# Spin Help



## Guest (Dec 9, 2007)

i've been working on my spins in the park lately and making a near-complete fool of myself.
I really want to be able to just do a nice smooth 180 or 360 off of a decent size jump but i'm not getting far.
Looking for some good starter tips...My biggest problem i think is whenever i try one i land and then momentum keeps me spinning
I just can't get a comfortable flow when i do it...help please!


----------



## Guest (Dec 10, 2007)

nobody?
123


----------



## Guest (Dec 10, 2007)

whenever i learn a riff on guitar, i always learn it super slow before i try it at actual speed. Try that with scale on the jumps. Try getting comfortable with little 180s and then go bigger and bigger and then once your comfortable with that start going to the 3's. get real comfortable with switch.


----------



## PaoloSmythe (Aug 19, 2007)

visualise your entire jump; from run in to landing.

start small

keep low and centred on the approach

lead with your head

tuck your legs up to make a grab, do not reach down

don't go into the park until every last piece of fresh is carved up

rub my belly


----------



## Guest (Dec 11, 2007)

| LIST OF TASKS |
[1] Rewrite the spin thread from "lead with your" to "(Dec 11, 2007)", swapping "head" for "shoulders".
[2] List each distinct posting date that appears in the spin thread.

| MATERIAL |

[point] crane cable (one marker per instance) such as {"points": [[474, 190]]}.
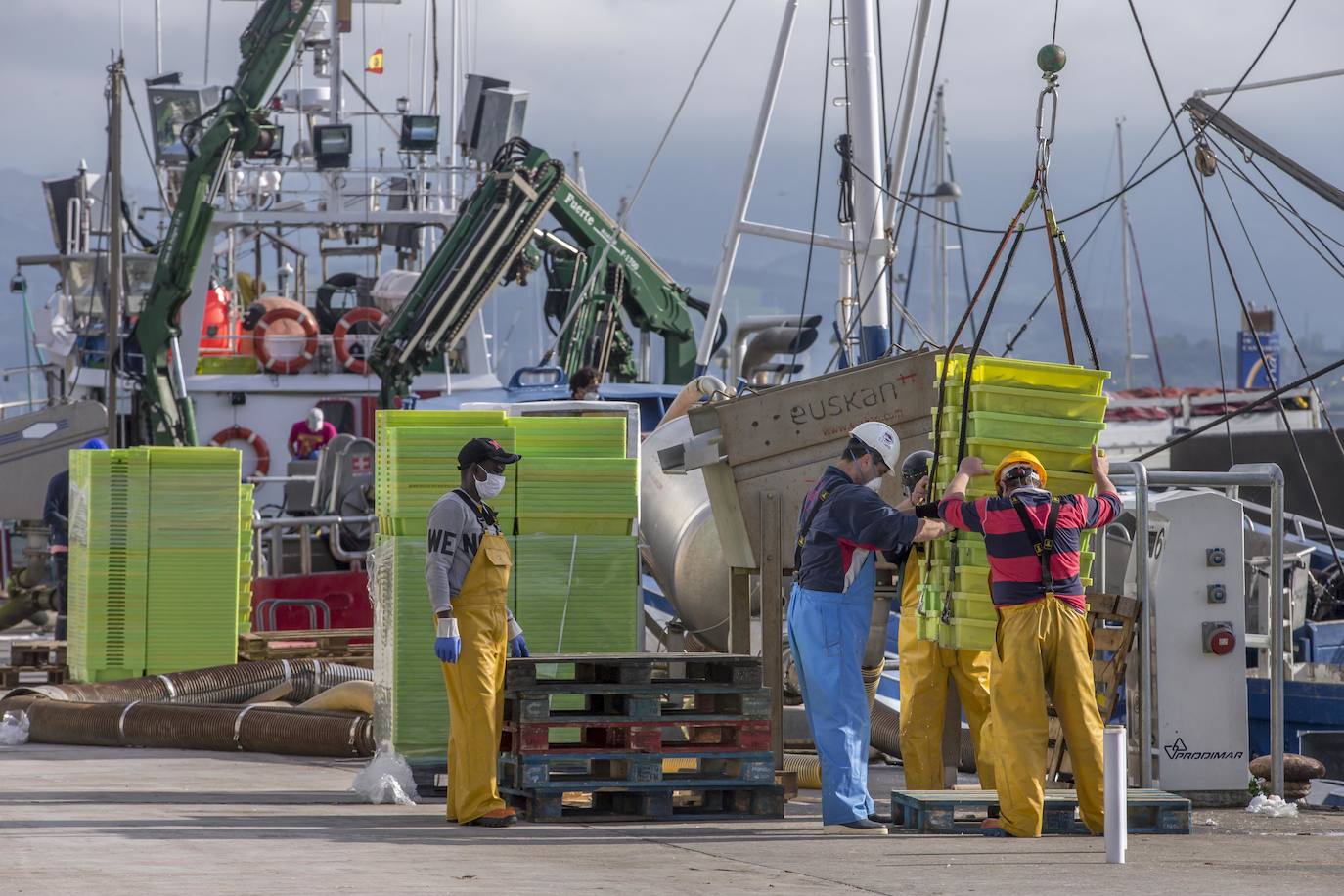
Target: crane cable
{"points": [[1228, 263]]}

| RESULTS BY TASK |
[1]
lead with your shoulders

tuck your legs up to make a grab, do not reach down

don't go into the park until every last piece of fresh is carved up

rub my belly


----------



## Guest (Dec 11, 2007)

[2]
Dec 9, 2007
Dec 10, 2007
Aug 19, 2007
Dec 11, 2007